• [INSTRUCTIONS TO FOLLOW]:
Copy out everything in the listing below, from the line containing "Phrase: finial" down to the end of the listing, word for word. Leave out the pictures.
########
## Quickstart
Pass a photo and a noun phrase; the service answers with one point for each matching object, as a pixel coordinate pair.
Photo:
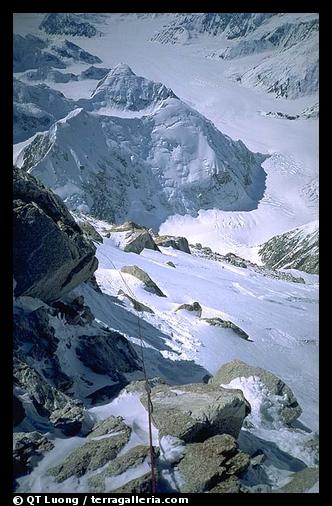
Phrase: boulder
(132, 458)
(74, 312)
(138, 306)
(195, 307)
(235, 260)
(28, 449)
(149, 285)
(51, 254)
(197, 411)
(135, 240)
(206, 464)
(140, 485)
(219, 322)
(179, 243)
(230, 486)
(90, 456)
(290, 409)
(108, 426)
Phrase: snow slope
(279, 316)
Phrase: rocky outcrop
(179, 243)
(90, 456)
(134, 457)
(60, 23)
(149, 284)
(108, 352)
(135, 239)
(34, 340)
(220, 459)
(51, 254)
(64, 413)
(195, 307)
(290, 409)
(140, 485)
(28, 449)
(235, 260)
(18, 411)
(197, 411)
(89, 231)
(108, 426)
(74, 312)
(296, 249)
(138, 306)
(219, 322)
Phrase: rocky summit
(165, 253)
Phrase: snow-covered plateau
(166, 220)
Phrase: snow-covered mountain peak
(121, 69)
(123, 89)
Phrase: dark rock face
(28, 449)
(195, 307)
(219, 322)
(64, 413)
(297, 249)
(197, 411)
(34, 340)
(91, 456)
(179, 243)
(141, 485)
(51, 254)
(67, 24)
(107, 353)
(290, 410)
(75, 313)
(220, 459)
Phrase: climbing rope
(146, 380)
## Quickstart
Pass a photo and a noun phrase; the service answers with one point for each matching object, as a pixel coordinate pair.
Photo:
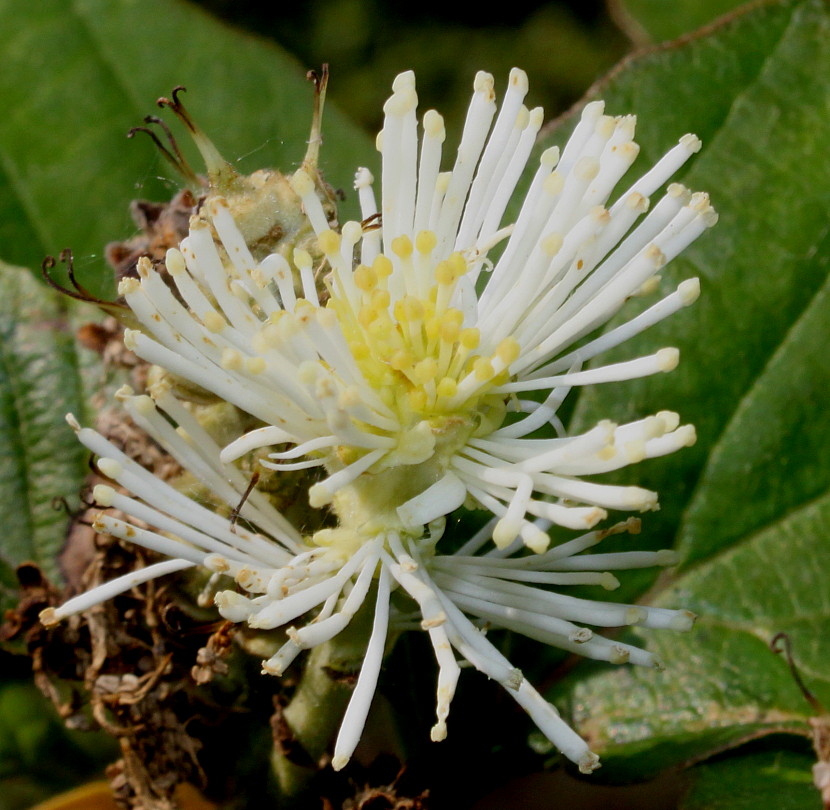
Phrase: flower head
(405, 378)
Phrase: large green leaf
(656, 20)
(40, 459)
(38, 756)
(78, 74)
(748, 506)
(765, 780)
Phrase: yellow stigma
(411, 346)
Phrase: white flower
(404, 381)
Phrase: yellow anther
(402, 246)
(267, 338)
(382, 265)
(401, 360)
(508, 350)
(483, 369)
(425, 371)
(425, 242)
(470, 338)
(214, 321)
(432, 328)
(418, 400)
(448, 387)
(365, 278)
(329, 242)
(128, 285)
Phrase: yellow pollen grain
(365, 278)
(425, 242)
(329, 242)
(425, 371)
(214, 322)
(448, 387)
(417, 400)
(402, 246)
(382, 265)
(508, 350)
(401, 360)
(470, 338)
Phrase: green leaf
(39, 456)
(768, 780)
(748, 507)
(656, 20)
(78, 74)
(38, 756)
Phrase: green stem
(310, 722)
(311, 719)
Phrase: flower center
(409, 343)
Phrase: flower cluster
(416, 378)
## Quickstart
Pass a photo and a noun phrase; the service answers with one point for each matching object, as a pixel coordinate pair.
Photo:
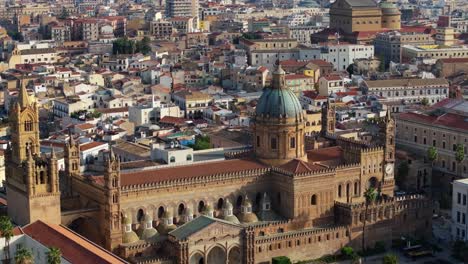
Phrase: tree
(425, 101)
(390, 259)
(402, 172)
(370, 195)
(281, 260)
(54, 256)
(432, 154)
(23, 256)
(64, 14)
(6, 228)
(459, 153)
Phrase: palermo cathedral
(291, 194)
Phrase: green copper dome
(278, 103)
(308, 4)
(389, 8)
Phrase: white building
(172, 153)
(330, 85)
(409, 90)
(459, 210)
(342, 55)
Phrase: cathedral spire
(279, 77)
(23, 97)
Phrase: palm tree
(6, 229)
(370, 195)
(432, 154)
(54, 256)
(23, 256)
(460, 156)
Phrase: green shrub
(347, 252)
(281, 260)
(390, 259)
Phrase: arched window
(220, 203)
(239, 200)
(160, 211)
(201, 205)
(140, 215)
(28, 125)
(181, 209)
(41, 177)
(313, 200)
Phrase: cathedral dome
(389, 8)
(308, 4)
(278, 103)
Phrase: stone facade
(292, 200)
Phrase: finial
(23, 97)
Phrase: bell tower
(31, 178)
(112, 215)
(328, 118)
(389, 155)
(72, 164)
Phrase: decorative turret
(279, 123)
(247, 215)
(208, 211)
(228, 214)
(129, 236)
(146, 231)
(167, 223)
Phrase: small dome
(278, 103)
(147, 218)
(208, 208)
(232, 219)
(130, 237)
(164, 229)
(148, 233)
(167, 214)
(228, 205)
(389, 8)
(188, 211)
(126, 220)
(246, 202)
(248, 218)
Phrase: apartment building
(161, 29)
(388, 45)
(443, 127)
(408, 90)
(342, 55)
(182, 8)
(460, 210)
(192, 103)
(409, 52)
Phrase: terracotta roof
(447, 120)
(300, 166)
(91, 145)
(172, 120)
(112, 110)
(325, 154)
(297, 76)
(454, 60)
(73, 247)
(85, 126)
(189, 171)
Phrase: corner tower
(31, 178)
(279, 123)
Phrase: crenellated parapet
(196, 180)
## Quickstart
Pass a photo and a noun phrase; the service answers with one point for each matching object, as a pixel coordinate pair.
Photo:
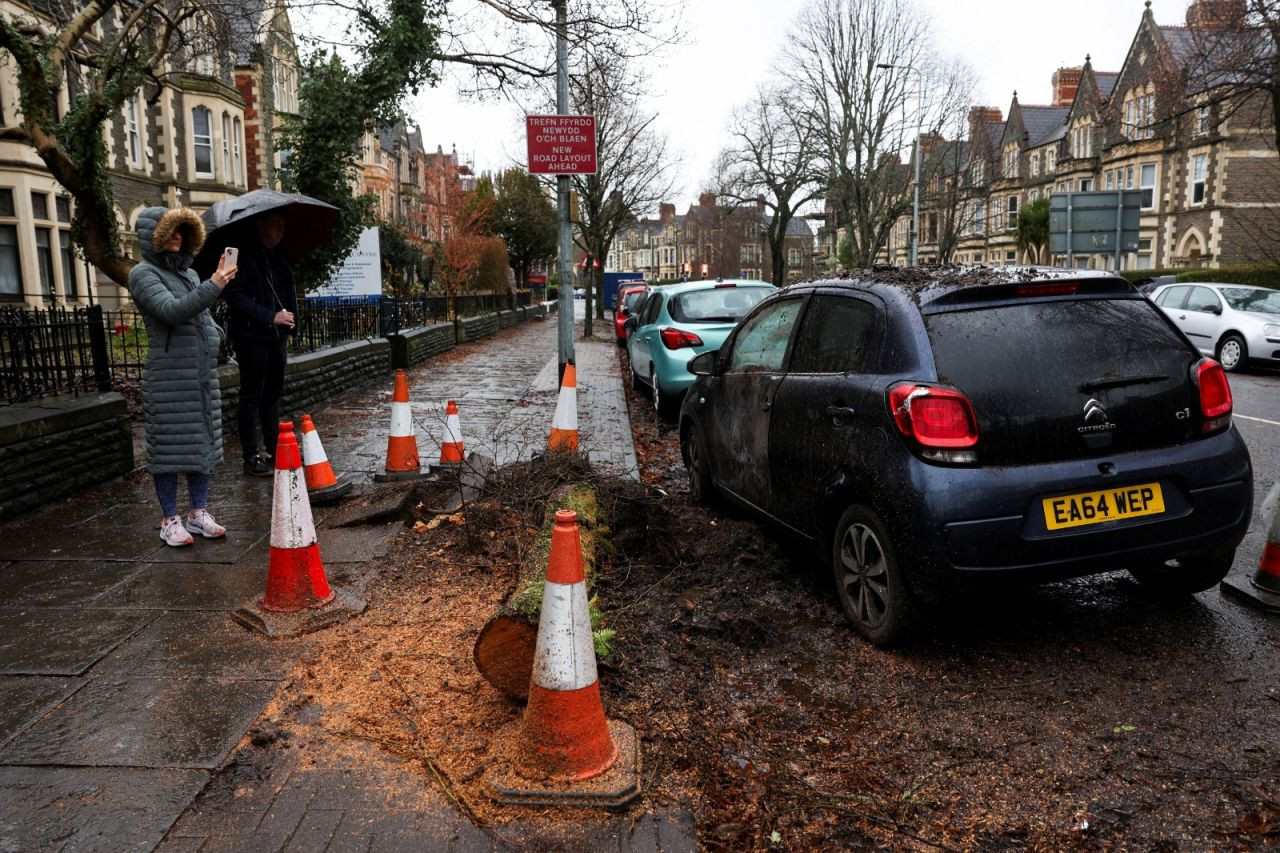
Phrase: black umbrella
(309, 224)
########
• [ANSWER FOR THE TASK]:
Phrase: finial
(23, 97)
Phrase: bell tower
(31, 178)
(112, 215)
(328, 118)
(389, 155)
(72, 164)
Phrase: decorative turret
(279, 123)
(247, 215)
(208, 211)
(228, 214)
(129, 236)
(146, 231)
(167, 223)
Phrase: small dome
(278, 103)
(147, 218)
(208, 208)
(232, 219)
(130, 237)
(164, 229)
(148, 233)
(167, 214)
(228, 205)
(389, 8)
(188, 211)
(126, 220)
(246, 202)
(248, 218)
Phrase: apartment building
(161, 29)
(388, 45)
(443, 127)
(408, 90)
(342, 55)
(182, 8)
(460, 210)
(192, 103)
(409, 52)
Phrase: terracotta roof
(447, 120)
(300, 166)
(91, 145)
(172, 120)
(112, 110)
(325, 154)
(297, 76)
(454, 60)
(73, 247)
(85, 126)
(189, 171)
Phrase: corner tower
(31, 178)
(279, 123)
Phrase: crenellated parapet
(196, 180)
## Quickstart
Pass a photo and a noun phrase; the service answers with one point for each matching object, as a pixel coordinate pair.
Photo:
Phrase: black umbrella
(309, 224)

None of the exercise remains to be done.